** begin RECORD EXCERPTS **

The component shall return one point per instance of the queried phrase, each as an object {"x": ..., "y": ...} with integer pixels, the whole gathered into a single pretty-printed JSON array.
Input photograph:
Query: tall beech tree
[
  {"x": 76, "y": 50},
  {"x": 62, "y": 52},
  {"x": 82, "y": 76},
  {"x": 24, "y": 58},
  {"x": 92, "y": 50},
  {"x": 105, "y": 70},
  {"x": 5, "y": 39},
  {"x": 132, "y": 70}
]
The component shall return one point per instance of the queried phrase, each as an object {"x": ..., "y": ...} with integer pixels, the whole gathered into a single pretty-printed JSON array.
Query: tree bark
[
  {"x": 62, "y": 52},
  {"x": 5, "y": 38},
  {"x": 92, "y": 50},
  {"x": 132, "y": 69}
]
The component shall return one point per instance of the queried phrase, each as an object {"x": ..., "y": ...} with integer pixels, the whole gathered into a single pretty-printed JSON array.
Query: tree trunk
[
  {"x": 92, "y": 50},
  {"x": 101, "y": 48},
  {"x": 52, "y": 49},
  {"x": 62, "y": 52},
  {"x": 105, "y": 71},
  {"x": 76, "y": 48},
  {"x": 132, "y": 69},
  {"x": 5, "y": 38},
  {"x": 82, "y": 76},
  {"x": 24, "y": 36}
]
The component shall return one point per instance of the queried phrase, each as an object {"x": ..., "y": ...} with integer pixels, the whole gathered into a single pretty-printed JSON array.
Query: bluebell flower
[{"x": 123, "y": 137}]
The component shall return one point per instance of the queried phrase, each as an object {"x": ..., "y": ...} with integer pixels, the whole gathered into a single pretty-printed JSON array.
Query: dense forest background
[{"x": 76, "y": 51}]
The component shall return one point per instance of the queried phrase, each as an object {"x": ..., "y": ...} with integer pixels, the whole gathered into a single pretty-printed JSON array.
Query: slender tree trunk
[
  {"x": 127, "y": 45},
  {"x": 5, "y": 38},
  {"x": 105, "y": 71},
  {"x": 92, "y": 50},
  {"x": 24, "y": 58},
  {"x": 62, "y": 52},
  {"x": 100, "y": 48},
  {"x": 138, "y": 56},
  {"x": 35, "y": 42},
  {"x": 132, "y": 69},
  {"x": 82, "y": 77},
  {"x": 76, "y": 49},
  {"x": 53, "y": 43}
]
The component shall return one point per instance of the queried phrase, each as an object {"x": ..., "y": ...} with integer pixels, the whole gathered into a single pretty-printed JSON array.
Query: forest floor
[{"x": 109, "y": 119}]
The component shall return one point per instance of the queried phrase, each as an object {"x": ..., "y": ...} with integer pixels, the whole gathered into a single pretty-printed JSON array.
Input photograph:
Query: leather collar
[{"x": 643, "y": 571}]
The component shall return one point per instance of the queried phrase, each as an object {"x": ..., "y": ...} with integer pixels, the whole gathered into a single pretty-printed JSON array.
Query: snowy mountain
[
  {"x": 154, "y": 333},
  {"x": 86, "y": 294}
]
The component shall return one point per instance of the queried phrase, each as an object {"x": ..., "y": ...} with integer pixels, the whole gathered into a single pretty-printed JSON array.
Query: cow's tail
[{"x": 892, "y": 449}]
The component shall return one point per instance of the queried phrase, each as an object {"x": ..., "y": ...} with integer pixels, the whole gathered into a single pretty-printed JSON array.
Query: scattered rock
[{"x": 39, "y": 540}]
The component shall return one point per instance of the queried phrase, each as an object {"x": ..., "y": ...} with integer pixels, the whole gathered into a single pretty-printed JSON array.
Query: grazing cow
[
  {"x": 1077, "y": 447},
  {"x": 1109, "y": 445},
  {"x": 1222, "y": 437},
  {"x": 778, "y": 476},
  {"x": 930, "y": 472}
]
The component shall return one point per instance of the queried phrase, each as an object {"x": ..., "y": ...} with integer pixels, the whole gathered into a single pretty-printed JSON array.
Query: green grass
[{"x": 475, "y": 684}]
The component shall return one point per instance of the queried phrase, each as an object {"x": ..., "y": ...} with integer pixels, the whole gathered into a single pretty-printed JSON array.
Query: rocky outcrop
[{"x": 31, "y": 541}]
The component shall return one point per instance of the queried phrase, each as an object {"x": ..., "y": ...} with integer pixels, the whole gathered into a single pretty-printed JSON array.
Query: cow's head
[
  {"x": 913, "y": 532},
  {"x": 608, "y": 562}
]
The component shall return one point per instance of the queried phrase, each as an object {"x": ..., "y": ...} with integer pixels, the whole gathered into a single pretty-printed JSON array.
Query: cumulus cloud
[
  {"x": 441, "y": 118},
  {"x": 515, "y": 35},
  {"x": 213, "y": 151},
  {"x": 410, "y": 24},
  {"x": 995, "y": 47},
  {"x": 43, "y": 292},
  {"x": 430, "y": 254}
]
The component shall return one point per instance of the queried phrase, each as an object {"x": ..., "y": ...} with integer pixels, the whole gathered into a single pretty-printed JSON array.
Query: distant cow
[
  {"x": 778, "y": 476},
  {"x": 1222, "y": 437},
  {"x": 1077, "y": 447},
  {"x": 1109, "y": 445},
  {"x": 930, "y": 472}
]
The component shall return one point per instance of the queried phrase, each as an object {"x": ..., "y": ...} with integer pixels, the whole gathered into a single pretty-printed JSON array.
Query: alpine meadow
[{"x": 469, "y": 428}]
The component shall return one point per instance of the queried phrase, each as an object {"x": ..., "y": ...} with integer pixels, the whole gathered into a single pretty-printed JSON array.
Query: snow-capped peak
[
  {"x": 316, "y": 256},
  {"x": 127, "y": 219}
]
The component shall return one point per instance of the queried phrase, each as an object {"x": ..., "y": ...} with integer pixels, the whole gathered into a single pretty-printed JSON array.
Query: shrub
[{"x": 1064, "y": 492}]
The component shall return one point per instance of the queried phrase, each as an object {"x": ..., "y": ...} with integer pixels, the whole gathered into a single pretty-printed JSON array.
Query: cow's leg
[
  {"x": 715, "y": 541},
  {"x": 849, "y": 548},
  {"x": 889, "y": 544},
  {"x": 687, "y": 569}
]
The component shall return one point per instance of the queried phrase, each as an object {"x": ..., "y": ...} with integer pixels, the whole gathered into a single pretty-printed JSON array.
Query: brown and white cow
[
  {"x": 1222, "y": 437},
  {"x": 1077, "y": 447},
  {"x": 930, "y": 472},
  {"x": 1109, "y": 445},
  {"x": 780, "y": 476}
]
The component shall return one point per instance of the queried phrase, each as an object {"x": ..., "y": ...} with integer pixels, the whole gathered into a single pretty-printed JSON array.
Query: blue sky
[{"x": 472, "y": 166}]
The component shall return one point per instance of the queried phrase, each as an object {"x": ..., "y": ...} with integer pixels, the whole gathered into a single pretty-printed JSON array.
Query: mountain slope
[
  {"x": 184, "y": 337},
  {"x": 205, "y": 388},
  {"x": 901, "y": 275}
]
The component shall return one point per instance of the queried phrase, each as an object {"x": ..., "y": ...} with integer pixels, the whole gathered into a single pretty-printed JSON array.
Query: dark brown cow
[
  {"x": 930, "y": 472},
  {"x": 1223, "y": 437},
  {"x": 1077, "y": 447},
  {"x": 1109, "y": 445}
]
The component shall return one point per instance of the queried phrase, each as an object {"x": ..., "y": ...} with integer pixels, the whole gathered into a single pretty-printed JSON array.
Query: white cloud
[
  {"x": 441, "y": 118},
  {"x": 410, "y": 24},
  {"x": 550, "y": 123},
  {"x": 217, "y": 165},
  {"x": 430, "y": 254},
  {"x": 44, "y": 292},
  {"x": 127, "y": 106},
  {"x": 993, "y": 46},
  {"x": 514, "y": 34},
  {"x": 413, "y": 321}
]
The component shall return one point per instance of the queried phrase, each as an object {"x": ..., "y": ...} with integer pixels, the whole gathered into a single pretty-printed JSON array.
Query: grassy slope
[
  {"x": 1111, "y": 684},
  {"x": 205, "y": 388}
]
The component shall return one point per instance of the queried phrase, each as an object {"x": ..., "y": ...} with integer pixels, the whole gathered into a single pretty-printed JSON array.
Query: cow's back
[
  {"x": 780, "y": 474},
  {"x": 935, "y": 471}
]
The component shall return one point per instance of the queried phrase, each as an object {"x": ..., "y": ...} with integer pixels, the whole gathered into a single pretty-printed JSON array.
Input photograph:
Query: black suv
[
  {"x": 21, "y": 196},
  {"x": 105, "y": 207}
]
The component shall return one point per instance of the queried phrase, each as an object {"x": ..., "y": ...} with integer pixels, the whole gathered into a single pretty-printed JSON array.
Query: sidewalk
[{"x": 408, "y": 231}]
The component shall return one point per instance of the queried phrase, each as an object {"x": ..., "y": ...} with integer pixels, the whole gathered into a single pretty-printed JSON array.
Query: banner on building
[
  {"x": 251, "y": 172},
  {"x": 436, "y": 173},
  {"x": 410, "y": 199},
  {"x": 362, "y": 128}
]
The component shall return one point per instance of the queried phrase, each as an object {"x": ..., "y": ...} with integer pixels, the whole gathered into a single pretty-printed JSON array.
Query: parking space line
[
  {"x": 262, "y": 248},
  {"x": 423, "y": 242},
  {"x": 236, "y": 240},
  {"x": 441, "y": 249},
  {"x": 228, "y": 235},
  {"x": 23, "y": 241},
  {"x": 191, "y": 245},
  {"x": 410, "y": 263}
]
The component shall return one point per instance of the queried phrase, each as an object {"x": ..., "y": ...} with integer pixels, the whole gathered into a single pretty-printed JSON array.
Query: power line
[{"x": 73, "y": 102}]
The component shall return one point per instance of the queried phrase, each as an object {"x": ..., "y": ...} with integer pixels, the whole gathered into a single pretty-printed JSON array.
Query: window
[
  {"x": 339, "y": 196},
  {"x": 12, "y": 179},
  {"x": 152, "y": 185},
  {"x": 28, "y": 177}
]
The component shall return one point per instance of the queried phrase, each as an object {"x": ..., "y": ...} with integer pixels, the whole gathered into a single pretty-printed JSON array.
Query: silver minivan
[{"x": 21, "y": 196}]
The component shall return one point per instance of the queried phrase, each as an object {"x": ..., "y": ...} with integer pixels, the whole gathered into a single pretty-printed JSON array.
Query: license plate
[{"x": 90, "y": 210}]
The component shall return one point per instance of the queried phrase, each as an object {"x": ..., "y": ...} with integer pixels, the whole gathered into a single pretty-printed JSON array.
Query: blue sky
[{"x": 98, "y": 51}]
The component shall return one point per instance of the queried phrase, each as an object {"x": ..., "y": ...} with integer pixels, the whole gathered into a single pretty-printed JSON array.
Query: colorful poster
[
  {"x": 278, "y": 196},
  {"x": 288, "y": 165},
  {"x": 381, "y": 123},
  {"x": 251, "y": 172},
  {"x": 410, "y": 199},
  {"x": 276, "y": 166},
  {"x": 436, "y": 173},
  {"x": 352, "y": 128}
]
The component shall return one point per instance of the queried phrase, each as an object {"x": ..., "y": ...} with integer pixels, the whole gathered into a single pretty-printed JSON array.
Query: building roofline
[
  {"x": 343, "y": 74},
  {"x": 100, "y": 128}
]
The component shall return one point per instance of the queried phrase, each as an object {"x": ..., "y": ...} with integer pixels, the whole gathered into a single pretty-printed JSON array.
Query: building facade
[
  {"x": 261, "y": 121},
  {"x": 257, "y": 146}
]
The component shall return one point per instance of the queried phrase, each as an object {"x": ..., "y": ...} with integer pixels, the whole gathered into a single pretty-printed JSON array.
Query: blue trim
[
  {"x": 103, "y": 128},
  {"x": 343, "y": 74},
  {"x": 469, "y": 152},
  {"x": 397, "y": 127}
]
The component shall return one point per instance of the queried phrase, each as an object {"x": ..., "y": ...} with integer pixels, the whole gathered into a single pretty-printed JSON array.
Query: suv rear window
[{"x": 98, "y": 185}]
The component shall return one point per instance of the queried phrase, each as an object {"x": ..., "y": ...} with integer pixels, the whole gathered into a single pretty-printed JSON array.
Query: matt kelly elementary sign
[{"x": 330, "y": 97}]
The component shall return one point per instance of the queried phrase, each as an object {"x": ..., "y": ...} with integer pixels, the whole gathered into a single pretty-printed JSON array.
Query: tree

** end RECORD EXCERPTS **

● **AIM OF THE TASK**: Which lines in the material above contain the string "tree"? Pick out and copy each one, matching uppercase and lowercase exactly.

● **SOLVED EXERCISE**:
Query: tall beech tree
Query: tree bark
Query: tree trunk
Query: slender tree trunk
Query: tree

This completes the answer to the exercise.